__Stated exercise__:
Omit any picture, and return the remaining data exactly as written.

__Materials provided__:
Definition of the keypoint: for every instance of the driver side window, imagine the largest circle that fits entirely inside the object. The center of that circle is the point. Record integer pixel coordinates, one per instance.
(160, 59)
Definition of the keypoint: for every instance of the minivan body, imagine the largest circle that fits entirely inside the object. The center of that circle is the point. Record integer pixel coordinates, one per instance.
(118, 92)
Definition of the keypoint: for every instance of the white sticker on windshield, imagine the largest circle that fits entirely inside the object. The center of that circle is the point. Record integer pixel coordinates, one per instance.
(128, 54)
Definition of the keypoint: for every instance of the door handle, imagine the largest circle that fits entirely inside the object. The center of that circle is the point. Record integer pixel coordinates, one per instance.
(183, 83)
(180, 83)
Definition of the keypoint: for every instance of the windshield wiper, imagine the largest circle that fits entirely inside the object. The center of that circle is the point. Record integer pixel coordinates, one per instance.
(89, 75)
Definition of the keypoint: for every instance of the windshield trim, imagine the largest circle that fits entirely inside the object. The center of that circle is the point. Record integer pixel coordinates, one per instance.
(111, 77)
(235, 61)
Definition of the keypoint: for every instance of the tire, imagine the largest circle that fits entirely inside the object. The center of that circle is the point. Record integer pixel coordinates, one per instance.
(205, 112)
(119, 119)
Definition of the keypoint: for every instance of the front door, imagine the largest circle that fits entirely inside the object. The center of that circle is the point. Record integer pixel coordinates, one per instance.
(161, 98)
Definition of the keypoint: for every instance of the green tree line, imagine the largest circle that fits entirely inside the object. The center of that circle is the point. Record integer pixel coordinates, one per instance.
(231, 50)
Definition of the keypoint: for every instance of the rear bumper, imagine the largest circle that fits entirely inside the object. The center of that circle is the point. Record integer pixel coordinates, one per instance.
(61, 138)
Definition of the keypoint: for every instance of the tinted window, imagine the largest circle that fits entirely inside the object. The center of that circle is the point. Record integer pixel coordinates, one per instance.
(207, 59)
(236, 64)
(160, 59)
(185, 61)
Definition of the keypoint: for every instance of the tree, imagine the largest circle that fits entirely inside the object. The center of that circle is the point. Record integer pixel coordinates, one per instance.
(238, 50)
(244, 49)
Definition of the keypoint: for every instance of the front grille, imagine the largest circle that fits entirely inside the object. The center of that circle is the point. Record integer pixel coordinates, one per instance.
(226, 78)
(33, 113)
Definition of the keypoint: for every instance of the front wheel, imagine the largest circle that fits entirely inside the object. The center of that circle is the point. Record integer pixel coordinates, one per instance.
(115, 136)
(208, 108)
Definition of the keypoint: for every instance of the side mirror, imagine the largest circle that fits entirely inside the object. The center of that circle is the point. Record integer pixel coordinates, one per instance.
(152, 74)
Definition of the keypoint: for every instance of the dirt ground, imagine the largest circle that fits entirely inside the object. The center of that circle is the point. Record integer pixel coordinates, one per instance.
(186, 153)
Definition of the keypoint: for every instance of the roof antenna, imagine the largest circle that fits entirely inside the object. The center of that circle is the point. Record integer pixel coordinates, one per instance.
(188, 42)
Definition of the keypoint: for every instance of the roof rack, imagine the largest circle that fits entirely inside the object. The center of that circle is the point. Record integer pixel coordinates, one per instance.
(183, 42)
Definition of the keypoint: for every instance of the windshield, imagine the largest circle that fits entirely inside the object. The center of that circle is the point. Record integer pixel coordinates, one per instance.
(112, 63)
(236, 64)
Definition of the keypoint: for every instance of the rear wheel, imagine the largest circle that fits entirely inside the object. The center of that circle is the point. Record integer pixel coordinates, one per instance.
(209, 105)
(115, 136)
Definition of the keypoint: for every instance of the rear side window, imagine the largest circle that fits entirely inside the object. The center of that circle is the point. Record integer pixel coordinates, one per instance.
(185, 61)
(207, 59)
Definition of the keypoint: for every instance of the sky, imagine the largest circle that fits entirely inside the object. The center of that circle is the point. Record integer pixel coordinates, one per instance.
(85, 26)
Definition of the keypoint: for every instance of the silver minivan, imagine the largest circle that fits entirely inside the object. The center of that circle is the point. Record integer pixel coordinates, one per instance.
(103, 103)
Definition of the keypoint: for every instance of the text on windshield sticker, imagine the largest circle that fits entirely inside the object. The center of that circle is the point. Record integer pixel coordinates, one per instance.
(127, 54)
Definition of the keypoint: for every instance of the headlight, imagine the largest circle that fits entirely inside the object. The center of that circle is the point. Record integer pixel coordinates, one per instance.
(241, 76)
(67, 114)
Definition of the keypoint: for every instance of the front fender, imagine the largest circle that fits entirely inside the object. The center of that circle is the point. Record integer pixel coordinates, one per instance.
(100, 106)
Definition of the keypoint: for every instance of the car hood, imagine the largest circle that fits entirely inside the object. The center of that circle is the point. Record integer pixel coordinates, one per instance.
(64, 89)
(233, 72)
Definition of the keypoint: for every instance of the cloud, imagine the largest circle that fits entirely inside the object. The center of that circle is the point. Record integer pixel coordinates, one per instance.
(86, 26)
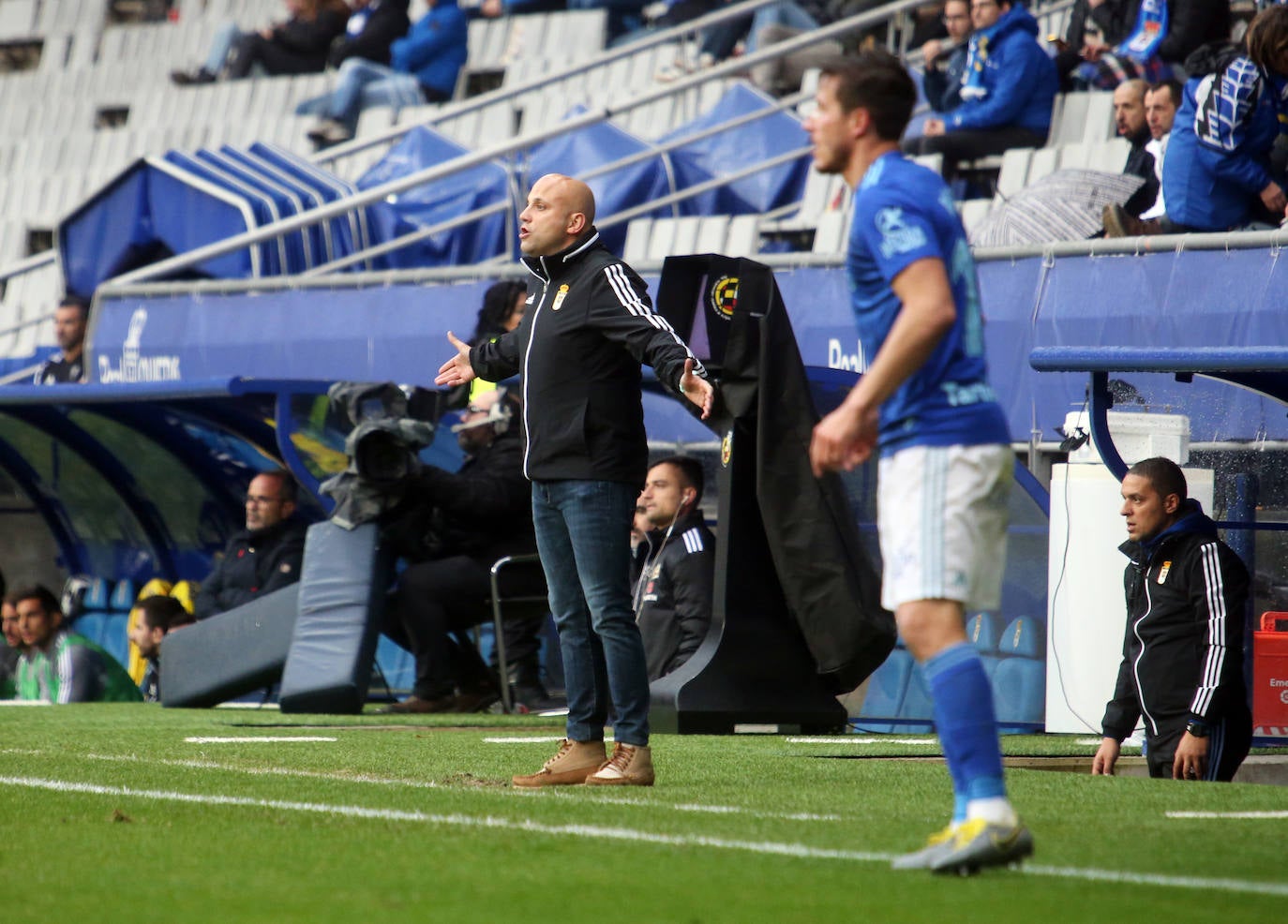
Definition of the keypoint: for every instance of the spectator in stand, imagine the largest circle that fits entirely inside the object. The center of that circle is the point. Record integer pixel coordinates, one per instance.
(1161, 103)
(1157, 34)
(372, 27)
(262, 558)
(781, 22)
(1131, 124)
(946, 61)
(464, 521)
(674, 566)
(1006, 94)
(10, 650)
(502, 309)
(298, 45)
(1219, 172)
(1092, 30)
(158, 616)
(424, 66)
(61, 665)
(68, 365)
(495, 9)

__Solution__:
Definition of the keypoint: for every instance of the driver side window, imagine the largest circle that fits entirely inside the object. The center of that circle is the point. Record integer pixel coordinates, one per instance.
(160, 59)
Definition of the keypoint: for every instance of the minivan body, imagine the largest circle that fits entirely inside the object. The center of that circle is the point. Record integer pixel coordinates, one per instance.
(118, 92)
Definition of the keypoint: for every instance of the white sticker on windshield, imagine the largest circle that fits entirely inside the object. The center of that circle is the point. Record integer pixel coordinates, one per instance.
(128, 54)
Definition of the keypoint: for every instance of the door handle, imagine the largest circle that fits entirely inside the object. The center of that circle is the point. Record integer pixel coordinates, one per instance.
(183, 83)
(180, 83)
Definition of the keypoint: for every instance of the windshield wiper, imagine the largest circle that fits entirely inside the object. The center of that circle is the point. Record integer pixel coordinates, one per instance.
(89, 75)
Definition of the keypoint: for every instance of the windshield trim, imagine the largest circle that fits entirely inside the object. The center of that circle is the point. Record integer pixel coordinates, one per instance.
(111, 77)
(235, 61)
Definition of the keypoint: for every instance of the tire, imagine the largest circle that fits entirely inside the object. The center of that circle is the point. Record integer pixel coordinates, one per instance.
(205, 112)
(119, 119)
Definition of the keypoint: for every instance of the front door, imagine the largest circle that fits entirely inside the object. The center of that circle is the point. Record integer pixel coordinates, one per instance.
(161, 98)
Definition of the keypoint: for every instance of the green tree line, imagine the largest circle that fits entirely inside the object. The center of that circle is the point. Record integer pixel coordinates, one per instance.
(231, 50)
Definition of the keypoint: for every instance of the rear bumper, imagine the largest circle that fits entirely inside the object. The center of that circle is the point. Record integer pixel coordinates, one per instance.
(61, 138)
Definition of the keypoint: for every instance of the tinted window, imagine the largest circle that fits entirely inside the object. The center of that circle is the point. Record integer pixel coordinates, one per instance.
(207, 59)
(236, 64)
(160, 59)
(185, 61)
Definition of the keypoint: for every instance of the tree, imagine the largest circle that fits entirely inside the object. The center of that circle is the point. Record integer pixel coordinates, one per instance.
(238, 50)
(244, 49)
Definition of the keypoint: for every instance of the front grille, imagine the largest circle that fits entirely inside the object. The center of that circle is the point. Record integer pixel coordinates, one per instance.
(226, 78)
(33, 113)
Definition of the keypoint: for every instance of the front wheel, imagine the largest circle that fits entirely inside the object. The center of that circle is the point. Record integer pixel coordinates, one per instance.
(115, 136)
(208, 108)
Definition of the keypoint: for every instance of the side mirror, imagine the largest circle that fits entirely inside the object. The center of that circle is the point. Record integer pixel coordinates, one per instance.
(152, 74)
Definition of the keypoint: for every instance of the dirt ground, imagine the largest circle that fits entirely inside the object. The center of that circle is the point. Record integer pixel coordinates, one per instance.
(186, 153)
Definition of the keypoint: for every instance of the roof antenna, imagine the largest circle that fits entirely inside the object. The center of that circle is the point. Record integer pixel coordinates, one per instance.
(188, 42)
Definition of the keypoint: for every instance of the roof rack, imagine the largest circle that fits entirely inside the object. The center of that circle is the point. Record integer pixel coordinates, one per instance.
(183, 42)
Definition of the keypoint: for every instance of the windshield, imagine the largest circle that fits entirely inside the object. The center of that circle is the point. Record integer pixel coordinates, one per instance.
(112, 63)
(236, 64)
Definition of the keypoint: for every instance of the rear wheel, imagine the largest circle that fits entirely inside the object. The center of that circle is the point. Record integer pixel coordinates, one per instance.
(209, 105)
(115, 136)
Definition of the keypoint: for every instance of the rear side window, imagine the largest circle that fits entirely inside the object. The center of that circle is the point. Record integer pixel coordinates, one per instance.
(185, 61)
(207, 59)
Definition of the keypoint: for every instance of the sky, imagine the largest circle that fits entirely inside the object. The center of that circle is the point. Record integer pixel coordinates, one per instance.
(85, 26)
Definition of the keypoint: for every instance of the silver minivan, imagine the largest circle that fits entirely inside the object. The center of that circle is the point. Record integer pixel coordinates, one per instance.
(103, 103)
Definition of the keypoint: for every instance of the text on windshield sticker, imagine the largest circle that fits entirely inside the object. The center of that circle is the point. Record integer pixel coordinates, one per instance.
(127, 54)
Definition of the keypoint: for every instance of the headlight, imagine the largest circle that fits entirely inside the object. The center of that circle is the point. Record integer pixel coordinates, one per instance.
(241, 76)
(67, 114)
Definition of the keypoint: for every instance of the front fender, imagine the largest circle that fits entirely inside the object. The center of that circle is the point. Record integer pixel coordinates, one per instance.
(100, 106)
Definition of the keypoint: for every instance of the car hood, imagine the largest circle that fits entirely inside the object. The center of that circle is the point. Record integer pixel coordinates, one per instance.
(64, 89)
(233, 72)
Definition of the keypoint: for every instance of the cloud, imagine the largest circle that fits entirely inside the object. The center of that circle is the point. Record integer pixel coordinates, one per instance.
(86, 26)
Definition of the keypoint: for every instance of the spectator in stand, imagine the largest circle that fits entirely inside the object. The center of that circle is the point. Record integer pixel coordinates, one per instance.
(1161, 103)
(1157, 34)
(372, 27)
(262, 558)
(781, 22)
(1131, 124)
(946, 61)
(464, 521)
(674, 566)
(1006, 94)
(10, 650)
(502, 309)
(298, 45)
(1219, 172)
(1092, 30)
(158, 616)
(424, 66)
(61, 665)
(68, 365)
(495, 9)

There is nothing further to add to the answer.